*** Page extract Section Begins ***
Curtis Janz describes a culture of servant leadership like a good virus.
Through his Lions Leadership Academy for student athletes, he hopes to identify leaders and potential leaders on every team, teach some lessons, and let the participants “infect their teams and spread the culture,” he said.
“I can’t reach every student-athlete, so I try to pick 35 or so who will make an impact,” Janz said. The group includes freshmen and seniors, team captains and people “who should be team captains but don’t know it yet.”
One night a week through the semester, Janz gathers the students. He feeds them dinner and gives them a chance to talk about leadership.
“I tell our kids all the time you have to be able to able to learn and able to lead. If you can do those two things you will always have a job, and probably a good job. The people across the street,” he said pointing to the campus’s academic buildings, “can take care of the learning side. We can take care of the leadership part, the character part.”
Janz said he begins the course by challenging students to identify three principles that will be their “North Star.”
“I tell them GPS is a great thing to have when you want to go someplace people have been before. But when you want to go somewhere none has ever been, you need to have a compass. Every new season is an unknown, a place no one has ever been before. You’re going to need to know where true north is.”
Janz integrates curriculum from Habitudes, developed by his friend Tim Elmore at Growing Leaders in Atlanta. “The kids are hungry for it,” Janz said.
The lessons are geared specifically to today’s young adults; they aim to tell stories through illustrations instead of words.
*** Page extract Section Ends ***
◆ Task prompt ◆
Resume the text about Curtis Janz's leadership academy for student athletes from its last sentence, adding a few paragraphs in the same reporting style. The rows that follow are separate material and have nothing to do with the text about Curtis Janz.
*** Entries provided Section Begins ***
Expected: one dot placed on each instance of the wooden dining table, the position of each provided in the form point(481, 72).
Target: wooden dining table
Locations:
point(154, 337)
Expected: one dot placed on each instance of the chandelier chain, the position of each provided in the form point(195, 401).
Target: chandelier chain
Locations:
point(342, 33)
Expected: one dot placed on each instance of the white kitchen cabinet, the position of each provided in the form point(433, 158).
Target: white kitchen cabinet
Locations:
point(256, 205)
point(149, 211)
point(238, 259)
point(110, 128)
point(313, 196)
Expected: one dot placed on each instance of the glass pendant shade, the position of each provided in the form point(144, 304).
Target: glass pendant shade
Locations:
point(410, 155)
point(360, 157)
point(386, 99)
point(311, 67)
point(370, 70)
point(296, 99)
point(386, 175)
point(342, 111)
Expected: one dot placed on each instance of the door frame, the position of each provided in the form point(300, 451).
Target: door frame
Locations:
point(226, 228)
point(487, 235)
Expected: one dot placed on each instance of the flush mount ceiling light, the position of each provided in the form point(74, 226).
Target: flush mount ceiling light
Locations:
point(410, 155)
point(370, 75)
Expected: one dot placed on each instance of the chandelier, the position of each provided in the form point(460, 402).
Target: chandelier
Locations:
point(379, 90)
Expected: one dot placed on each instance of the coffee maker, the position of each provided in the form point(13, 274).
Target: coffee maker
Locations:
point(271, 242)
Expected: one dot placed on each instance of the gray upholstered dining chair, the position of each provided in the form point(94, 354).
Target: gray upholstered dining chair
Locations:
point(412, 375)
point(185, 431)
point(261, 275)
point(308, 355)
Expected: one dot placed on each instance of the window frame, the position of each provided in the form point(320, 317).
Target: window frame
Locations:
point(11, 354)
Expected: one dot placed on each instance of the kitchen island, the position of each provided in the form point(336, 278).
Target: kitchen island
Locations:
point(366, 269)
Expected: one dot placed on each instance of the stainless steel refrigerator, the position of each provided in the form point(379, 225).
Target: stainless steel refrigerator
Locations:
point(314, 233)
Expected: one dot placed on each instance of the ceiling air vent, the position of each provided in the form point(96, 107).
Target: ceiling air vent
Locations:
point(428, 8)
*** Entries provided Section Ends ***
◆ Answer box ◆
Dylan Hunt, a junior baseball player, said the Lions Leadership Academy has a diverse group of students, which has helped him to realize there are many different styles of leadership and different people will respond to different kinds of leaders. He said he uses the lessons he’s learning every day.
“I have learned how to better communicate with people during practice, in the classroom and everywhere in life.”
He said he also knows that, as a student-athlete, he represents the university everywhere he goes. “As a leader, I have to make sure to do good in school, work hard at practice, and try to carry myself well.”
His coaches, he said lead by example. Instead of sitting in the shade watching, “our coaches work hard and grind out every single day with us.”
Ellie Lehne is a basketball player majoring in organizational leadership with a minor in biology. She plans to continue her studies and become a chiropractor.
Lions Leadership Academy has taught her communication, trust, transparency, accountability, loyalty, and respect. The characteristics crucial to success on the basketball court, she said.
“Our team this year has a lot of new faces, so learning to trust and respect each other is going to bring us success this season.”
Janz believes that leadership alone is not enough. This semester he plans to concentrate on servant leadership.
“It can’t just be in the classroom; it also has to be in the community. We have to be in the community.”
In addition to asking for community service, Janz again this year will take student-athletes to the National Cemetry to see evidence of service to the country. They will spend an hour or more walking in the cemetery, which he knows will be new to many students.
He will try to get some active military members to discuss their service with the students, providing many with a new understanding of servant leadership.